Start of SELECTED EXCERPT

The reason the Constitution’s language was so readily understandable to the founding generation but is obscure to the modern American public is that we lack much of the knowledge they possessed. Involved members of the founding generation knew, or could readily learn about, then-prevailing political practices. They were broadly aware of recent developments in America and Europe, and of the historical background of those events. They were one of the most legally sophisticated generations ever, as Edmund Burke observed in a famous parliamentary speech. Moreover, every boy (and some girls) with educational aspirations studied the Greco-Roman classics from an early age. They were imbued with classical literature, poetry, history, philosophy, fable, and myth. Central to the curriculum was the Latin language, and Latin competency also opened the doors to the scholarship of the Medieval and early-modern worlds. During the founding era, Latin was, in a very real sense, America’s second language. Despite its importance for understanding our nation’s founding and Constitution, none of this knowledge—of eighteenth century practices and law or of Latin and classical studies—is prevalent among the voting public now. It is also rare among the lawyers, law professors, and judges who interpret the Constitution for the rest of us.
Later essays in this series will discuss eighteenth century law and political practice as tools of constitutional interpretation. This essay focuses on why the Latin language and, to some extent, its associated classical studies are indispensable tools for understanding the Constitution. I do not argue that everyone should study Latin, but I do contend that one should acquire a reasonable competency in the language before purporting to offer learned commentary on the Constitution. Note that this essay focuses on the value of the language to constitutional interpretation; it does not enter the long-standing debate over the extent of Latin’s pedagogical benefits.
I. Latin and the Founders’ Modes of Thought
Knowledge of Latin is indispensable to a full understanding of the Founders’ literary references and modes of thought. Consider, by way of illustration, Gouverneur Morris, a particularly influential framer and the Constitution’s final draftsman. Morris may have been less dedicated to the classics than Founders such as John Dickinson, Thomas Jefferson, and James Madison, but his early education revolved around the usual classical foci. When attending King’s College (now Columbia University), his two favorite subjects were mathematics and Latin.

End of SELECTED EXCERPT
Start of TASK DATA

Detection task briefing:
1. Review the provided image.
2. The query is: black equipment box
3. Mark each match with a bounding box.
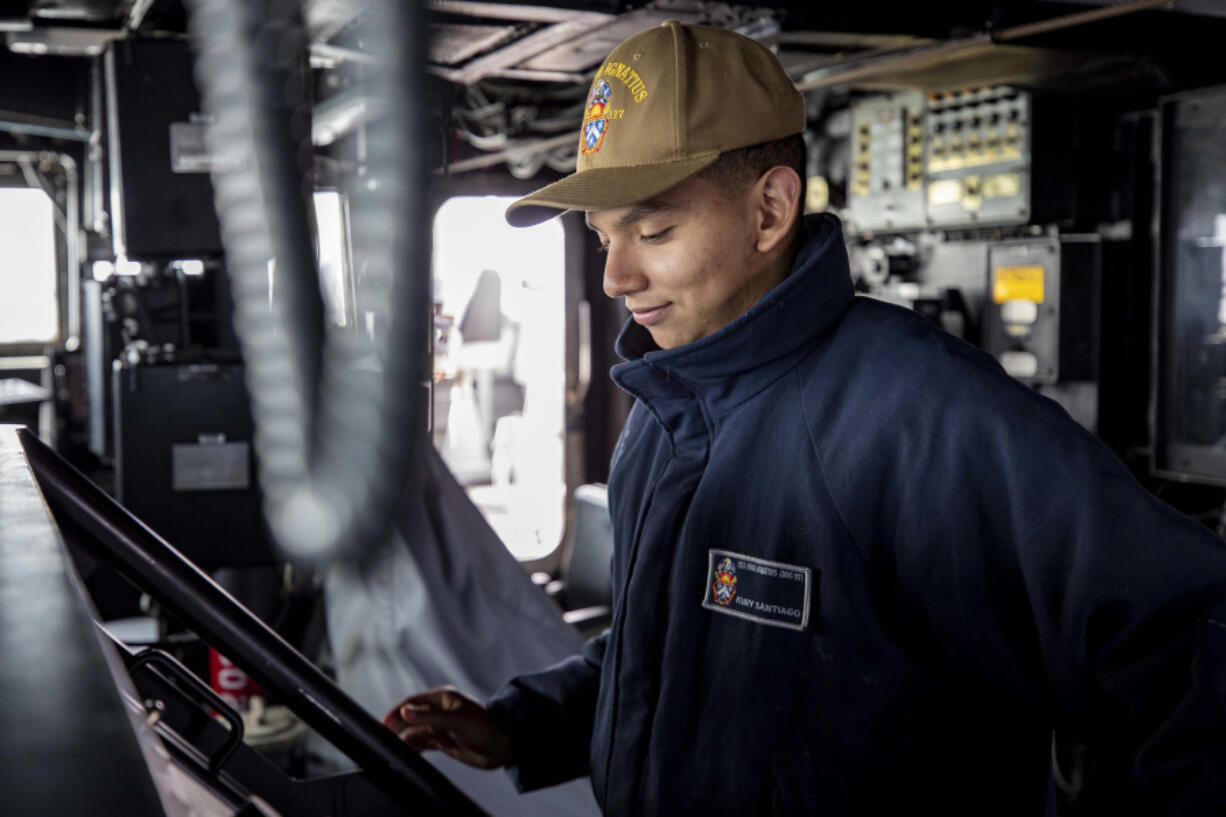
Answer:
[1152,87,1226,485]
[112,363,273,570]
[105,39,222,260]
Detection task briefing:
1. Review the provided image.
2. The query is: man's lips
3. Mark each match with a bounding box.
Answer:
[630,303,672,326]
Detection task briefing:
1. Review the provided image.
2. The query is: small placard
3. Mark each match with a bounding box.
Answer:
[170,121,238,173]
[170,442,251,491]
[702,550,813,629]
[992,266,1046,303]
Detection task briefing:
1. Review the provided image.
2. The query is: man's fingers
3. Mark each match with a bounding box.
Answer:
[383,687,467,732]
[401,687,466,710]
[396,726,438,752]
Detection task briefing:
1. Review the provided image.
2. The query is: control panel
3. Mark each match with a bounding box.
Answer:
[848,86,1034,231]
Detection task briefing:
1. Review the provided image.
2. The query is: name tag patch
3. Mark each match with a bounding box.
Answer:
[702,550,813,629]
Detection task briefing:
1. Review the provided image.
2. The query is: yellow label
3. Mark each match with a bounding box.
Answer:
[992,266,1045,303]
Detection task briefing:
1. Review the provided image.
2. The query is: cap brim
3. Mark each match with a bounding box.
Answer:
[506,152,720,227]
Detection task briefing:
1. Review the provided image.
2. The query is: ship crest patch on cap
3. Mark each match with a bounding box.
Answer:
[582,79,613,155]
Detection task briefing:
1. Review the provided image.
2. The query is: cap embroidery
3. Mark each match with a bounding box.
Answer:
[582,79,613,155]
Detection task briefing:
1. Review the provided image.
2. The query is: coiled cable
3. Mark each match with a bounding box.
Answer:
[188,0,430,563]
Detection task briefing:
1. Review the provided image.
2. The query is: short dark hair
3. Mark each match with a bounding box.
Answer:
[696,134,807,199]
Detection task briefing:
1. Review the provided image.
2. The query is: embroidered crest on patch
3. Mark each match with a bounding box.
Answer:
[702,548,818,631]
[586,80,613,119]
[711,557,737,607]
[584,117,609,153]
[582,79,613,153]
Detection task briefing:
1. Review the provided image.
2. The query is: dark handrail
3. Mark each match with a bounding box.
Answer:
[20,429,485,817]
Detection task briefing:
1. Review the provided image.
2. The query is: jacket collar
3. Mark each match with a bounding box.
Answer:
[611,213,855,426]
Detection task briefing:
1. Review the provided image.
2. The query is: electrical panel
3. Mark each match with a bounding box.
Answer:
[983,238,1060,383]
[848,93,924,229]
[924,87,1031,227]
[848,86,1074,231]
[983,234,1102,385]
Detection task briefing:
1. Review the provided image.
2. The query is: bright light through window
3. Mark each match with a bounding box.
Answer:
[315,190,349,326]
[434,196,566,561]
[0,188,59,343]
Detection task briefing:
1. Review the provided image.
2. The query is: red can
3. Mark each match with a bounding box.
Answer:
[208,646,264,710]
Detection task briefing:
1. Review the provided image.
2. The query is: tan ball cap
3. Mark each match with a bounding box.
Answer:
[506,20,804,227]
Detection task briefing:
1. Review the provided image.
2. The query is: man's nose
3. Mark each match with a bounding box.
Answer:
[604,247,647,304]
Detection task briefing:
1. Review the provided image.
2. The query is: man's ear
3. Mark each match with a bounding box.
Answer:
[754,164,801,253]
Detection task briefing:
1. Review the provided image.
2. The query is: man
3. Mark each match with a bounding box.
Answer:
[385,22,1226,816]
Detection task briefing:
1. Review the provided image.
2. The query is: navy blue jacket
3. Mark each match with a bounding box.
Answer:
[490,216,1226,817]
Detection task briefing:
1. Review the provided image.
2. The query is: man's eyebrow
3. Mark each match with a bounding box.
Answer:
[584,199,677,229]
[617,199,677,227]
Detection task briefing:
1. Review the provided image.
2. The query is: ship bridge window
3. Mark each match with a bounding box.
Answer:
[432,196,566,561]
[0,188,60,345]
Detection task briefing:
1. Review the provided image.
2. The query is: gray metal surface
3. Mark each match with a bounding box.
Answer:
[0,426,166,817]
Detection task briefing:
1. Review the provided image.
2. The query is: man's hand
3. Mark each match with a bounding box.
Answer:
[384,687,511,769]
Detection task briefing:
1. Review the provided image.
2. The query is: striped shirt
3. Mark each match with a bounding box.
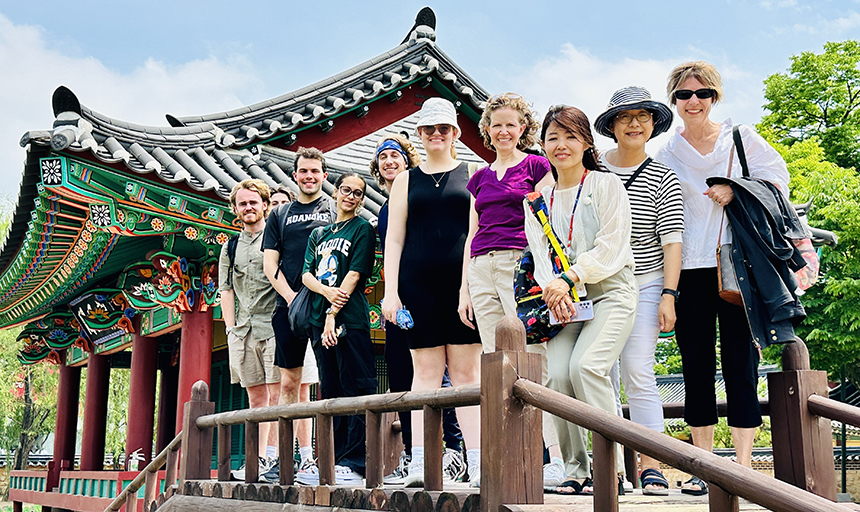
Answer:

End of TASK DATA
Start of TASK DATA

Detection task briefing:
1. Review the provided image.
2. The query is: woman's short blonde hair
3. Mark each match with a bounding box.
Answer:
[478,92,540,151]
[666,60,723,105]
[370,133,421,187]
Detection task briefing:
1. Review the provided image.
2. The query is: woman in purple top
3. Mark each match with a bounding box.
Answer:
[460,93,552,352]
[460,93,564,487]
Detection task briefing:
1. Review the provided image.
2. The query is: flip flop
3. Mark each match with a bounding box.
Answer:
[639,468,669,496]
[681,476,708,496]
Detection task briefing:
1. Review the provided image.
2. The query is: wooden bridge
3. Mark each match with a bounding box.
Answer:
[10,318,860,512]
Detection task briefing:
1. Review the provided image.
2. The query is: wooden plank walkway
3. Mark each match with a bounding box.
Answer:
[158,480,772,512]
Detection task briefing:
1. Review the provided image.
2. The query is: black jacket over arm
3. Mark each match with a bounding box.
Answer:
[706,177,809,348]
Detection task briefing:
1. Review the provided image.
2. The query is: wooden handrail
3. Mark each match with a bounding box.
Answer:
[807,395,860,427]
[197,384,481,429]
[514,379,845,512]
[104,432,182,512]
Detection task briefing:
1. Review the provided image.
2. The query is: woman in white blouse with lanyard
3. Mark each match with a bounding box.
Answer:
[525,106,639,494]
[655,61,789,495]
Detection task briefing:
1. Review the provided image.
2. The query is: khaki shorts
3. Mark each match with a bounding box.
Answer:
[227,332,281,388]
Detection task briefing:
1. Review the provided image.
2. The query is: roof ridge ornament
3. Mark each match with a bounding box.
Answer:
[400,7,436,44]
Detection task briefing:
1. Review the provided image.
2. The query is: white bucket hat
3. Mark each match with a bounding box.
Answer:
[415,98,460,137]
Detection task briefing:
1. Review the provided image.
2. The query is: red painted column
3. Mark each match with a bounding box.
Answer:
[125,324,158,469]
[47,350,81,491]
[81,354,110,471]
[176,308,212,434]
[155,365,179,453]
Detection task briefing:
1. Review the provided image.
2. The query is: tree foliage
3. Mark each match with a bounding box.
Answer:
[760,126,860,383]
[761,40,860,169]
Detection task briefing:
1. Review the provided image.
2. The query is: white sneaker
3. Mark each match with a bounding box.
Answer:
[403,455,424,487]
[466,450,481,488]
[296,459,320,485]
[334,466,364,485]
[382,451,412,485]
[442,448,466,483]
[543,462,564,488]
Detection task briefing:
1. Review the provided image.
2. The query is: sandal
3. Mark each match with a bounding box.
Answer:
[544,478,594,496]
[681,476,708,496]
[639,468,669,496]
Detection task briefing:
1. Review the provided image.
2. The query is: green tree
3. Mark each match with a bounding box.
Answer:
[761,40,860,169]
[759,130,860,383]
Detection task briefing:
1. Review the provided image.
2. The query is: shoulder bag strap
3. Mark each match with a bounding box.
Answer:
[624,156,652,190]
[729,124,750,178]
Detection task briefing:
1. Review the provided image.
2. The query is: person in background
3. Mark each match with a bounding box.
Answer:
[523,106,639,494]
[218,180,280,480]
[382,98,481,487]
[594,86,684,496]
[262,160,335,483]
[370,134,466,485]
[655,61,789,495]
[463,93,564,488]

End of TASK DATA

PARTS OF THE EXERCISE
**1)** Rewrite the stretch of the passage on Latin and the Constitution from "Later essays in" through "Latin’s pedagogical benefits.", putting "constitutional analysis" in place of "constitutional interpretation".
**2)** Locate each line of the records containing the string "bridge" and copy those lines out. Case counts.

RESPONSES BY TASK
**1)**
Later essays in this series will discuss eighteenth century law and political practice as tools of constitutional analysis. This essay focuses on why the Latin language and, to some extent, its associated classical studies are indispensable tools for understanding the Constitution. I do not argue that everyone should study Latin, but I do contend that one should acquire a reasonable competency in the language before purporting to offer learned commentary on the Constitution. Note that this essay focuses on the value of the language to constitutional analysis; it does not enter the long-standing debate over the extent of Latin’s pedagogical benefits.

**2)**
2. The query is: ship bridge window
2. The query is: wooden bridge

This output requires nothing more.